*** Block opens ***
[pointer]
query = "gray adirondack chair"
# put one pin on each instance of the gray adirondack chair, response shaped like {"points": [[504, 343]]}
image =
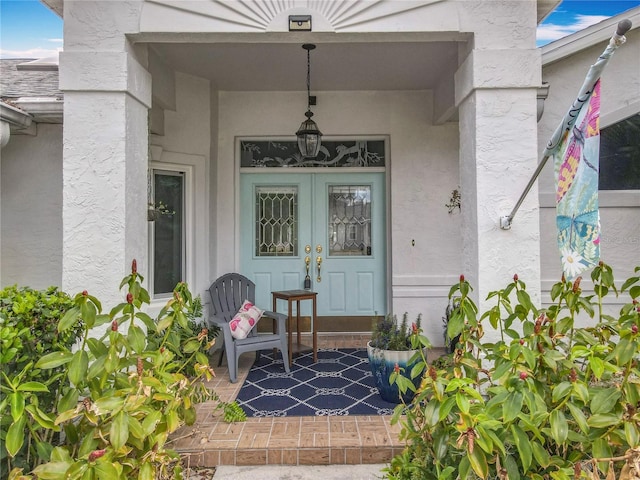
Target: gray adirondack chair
{"points": [[227, 294]]}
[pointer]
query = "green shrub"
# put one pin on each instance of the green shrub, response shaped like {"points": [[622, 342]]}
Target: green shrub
{"points": [[28, 329], [547, 400], [121, 395]]}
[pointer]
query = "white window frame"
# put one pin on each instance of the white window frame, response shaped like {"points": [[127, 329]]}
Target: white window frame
{"points": [[188, 226]]}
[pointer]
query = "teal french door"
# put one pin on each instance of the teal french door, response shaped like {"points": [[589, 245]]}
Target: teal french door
{"points": [[332, 223]]}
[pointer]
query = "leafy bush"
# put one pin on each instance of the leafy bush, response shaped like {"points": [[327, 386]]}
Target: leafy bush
{"points": [[548, 400], [389, 335], [28, 329], [122, 395]]}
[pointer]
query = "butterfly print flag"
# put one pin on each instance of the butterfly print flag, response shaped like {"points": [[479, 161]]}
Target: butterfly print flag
{"points": [[576, 165]]}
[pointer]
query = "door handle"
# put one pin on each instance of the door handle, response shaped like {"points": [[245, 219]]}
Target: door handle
{"points": [[319, 264]]}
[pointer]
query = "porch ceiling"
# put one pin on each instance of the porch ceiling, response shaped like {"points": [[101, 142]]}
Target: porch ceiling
{"points": [[334, 66]]}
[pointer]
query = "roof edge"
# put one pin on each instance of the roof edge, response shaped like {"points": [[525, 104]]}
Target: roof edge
{"points": [[57, 6]]}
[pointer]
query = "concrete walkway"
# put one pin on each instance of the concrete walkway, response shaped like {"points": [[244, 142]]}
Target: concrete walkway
{"points": [[307, 472]]}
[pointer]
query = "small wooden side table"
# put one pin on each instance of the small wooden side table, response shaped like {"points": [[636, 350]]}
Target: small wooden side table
*** Block closes ***
**WORK INSTRUCTION:**
Reproduce the listing verbatim, and keep the pictures out of the copy.

**RESULT OF THIS TASK:**
[pointer]
query = "gray adirondack chair"
# put one pin on each instance of the gray adirondack chair, response shaped like {"points": [[504, 343]]}
image =
Target: gray adirondack chair
{"points": [[227, 294]]}
[pointer]
query = "green shrub"
# put one pin on each instance of the green shrub, response shaped like {"points": [[622, 342]]}
Target: green shrub
{"points": [[28, 329], [547, 400], [121, 395]]}
[pointer]
query = "white window frame"
# put one pin on each instance of the white window frame, response shaped like {"points": [[127, 329]]}
Target: white window frame
{"points": [[188, 226]]}
[pointer]
query = "teal french door"
# put one pin on each instance of the teal french door, response shaped like {"points": [[589, 245]]}
Target: teal french door
{"points": [[332, 223]]}
[pointer]
query = "leafy bush"
# put one pin on each instance of the leafy bush, response shaped like {"points": [[327, 386]]}
Target: leafy bush
{"points": [[548, 400], [389, 335], [28, 329], [122, 395]]}
[pointer]
query = "butterfly print flag"
# put one pin on each instance of the butterfly print flag, response shaped like {"points": [[479, 161]]}
Target: butterfly print flag
{"points": [[576, 165]]}
[pointer]
query = "door handle"
# put one pin on each instance of the door handle, response shaped like {"points": [[245, 219]]}
Target: door handle
{"points": [[319, 264]]}
[pointer]
query = "porch ceiling"
# put one pin on each instance of the porch ceiling, response shaped like {"points": [[101, 142]]}
Target: porch ceiling
{"points": [[334, 66]]}
[pointer]
query = "roof edge"
# put one pin on each instance of the roof edge, response shaped like {"points": [[525, 104]]}
Target: roof edge
{"points": [[57, 6]]}
[pointer]
query = "concrete walkway"
# put one pin on each instance of the concrete walkway, response shaped like {"points": [[244, 142]]}
Target: concrete walkway
{"points": [[307, 472]]}
[pointer]
query = "small wooden side table"
# put one pin on each instance of the small wooden side table, response shaped like {"points": [[636, 350]]}
Target: small wooden side table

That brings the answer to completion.